Annotation records:
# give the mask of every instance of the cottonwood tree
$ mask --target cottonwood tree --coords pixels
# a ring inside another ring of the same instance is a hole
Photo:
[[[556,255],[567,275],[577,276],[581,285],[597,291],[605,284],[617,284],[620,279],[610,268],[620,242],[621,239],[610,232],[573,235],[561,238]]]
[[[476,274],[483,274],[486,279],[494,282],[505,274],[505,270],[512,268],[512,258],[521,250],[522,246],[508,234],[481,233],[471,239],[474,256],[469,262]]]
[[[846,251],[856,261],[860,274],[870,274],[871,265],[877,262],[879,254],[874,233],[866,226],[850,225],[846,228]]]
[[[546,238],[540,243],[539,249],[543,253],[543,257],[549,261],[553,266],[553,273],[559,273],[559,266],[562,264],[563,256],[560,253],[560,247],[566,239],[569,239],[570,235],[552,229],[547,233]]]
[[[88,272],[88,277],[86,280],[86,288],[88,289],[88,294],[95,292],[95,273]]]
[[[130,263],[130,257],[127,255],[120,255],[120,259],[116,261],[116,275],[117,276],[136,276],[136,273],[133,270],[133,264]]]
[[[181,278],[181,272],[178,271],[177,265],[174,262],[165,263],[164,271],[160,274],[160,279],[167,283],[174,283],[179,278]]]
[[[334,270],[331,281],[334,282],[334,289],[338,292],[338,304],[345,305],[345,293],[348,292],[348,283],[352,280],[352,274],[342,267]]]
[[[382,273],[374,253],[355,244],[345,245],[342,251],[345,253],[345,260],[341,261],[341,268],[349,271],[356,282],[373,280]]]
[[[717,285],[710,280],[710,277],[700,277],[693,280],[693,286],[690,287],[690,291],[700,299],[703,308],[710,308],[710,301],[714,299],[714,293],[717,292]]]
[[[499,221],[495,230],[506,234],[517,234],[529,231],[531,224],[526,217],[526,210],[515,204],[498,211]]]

> Instructions for the task:
Please report every line of the listing above that contains the word "mask", copying each line in full.

> Result of this task:
# give the mask of every instance of the cottonwood tree
$ mask --target cottonwood tree --coords pixels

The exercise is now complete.